Challenge 1:
Using the passage on conscientious objectors below, decide whether each statement agrees with it. Answer (a), (b), and (c) with yes or no, quoting the deciding words.
(a) The Court described its task as deciding whether a registrant's beliefs are sincerely held and religious in his own scheme of things.
(b) The Court's principal statement of its test is cited at 380 U.S., at 185.
(c) Under the test, a belief qualifies only if it is a belief in God.

Page:
>> begin

In resolving the question whether Seeger and the other registrants in that case qualified for the exemption, the Court stated that '(the) task is to decide whether the beliefs professed by a registrant are sincerely held and whether they are, in his own scheme of things, religious.' 380 U.S., at 185, 85 S.Ct., at 863. (Emphasis added.) The reference to the registrant's 'own scheme of things' was intended to indicate that the central consideration in determining whether the registrant's beliefs are religious is whether these beliefs play the role of a religion and function as a religion in the registrant's life. The Court's principal statement of its test for determining whether a conscientious objector's beliefs are religious within the meaning of § 6(j) was as follows:

'The test might be stated in these words: A sincere and meaningful belief which occupies in the life of its possessor a place parallel to that filled by the God of those admittedly qualifying for the exemption comes within the statutory definition.' 380 U.S., at 176, 85 S.Ct., at 859.

>> end

(Items from a data source)
>> begin

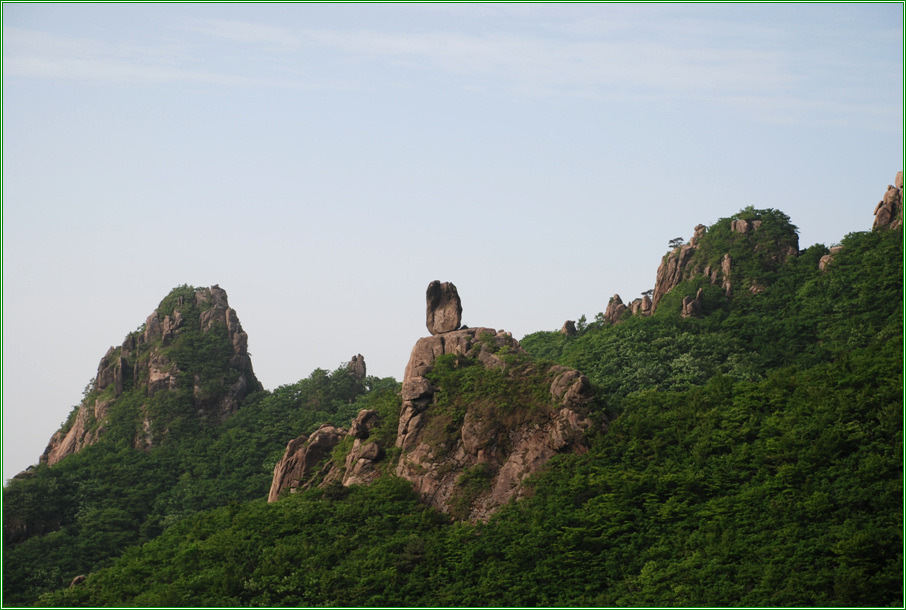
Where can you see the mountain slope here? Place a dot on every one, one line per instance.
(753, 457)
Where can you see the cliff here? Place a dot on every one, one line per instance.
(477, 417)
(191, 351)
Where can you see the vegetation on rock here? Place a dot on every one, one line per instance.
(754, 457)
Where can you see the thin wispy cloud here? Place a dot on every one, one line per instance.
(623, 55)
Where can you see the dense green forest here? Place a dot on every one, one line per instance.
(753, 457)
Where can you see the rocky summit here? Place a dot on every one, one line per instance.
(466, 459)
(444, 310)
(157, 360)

>> end
>> begin

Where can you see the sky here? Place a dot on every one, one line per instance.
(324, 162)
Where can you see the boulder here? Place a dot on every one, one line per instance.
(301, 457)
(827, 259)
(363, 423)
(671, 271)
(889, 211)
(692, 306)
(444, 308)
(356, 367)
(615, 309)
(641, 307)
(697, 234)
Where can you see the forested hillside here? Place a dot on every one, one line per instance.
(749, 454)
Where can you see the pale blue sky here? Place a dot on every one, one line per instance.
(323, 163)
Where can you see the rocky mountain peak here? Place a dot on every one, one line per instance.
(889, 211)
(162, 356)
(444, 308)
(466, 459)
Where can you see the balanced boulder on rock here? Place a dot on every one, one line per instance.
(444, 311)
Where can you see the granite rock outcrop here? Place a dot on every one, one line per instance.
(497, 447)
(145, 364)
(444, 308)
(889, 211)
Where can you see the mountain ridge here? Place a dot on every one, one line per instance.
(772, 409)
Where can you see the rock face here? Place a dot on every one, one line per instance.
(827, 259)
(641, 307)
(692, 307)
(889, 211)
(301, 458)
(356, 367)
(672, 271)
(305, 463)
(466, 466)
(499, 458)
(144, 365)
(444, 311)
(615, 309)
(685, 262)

>> end

Challenge 2: Pick out every line of the records above that contains the word "boulder". Case counts.

Right answer 1:
(a) Yes: "(the) task is to decide whether the beliefs professed by a registrant are sincerely held and whether they are, in his own scheme of things, religious."
(b) No: "380 U.S., at 176, 85 S.Ct., at 859."
(c) No: "A sincere and meaningful belief which occupies in the life of its possessor a place parallel to that filled by the God of those admittedly qualifying for the exemption comes within the statutory definition."

Right answer 2:
Where can you see the boulder here? Place a dot on every one, one line per instance.
Where can you see the balanced boulder on rock here? Place a dot on every one, one line per instance.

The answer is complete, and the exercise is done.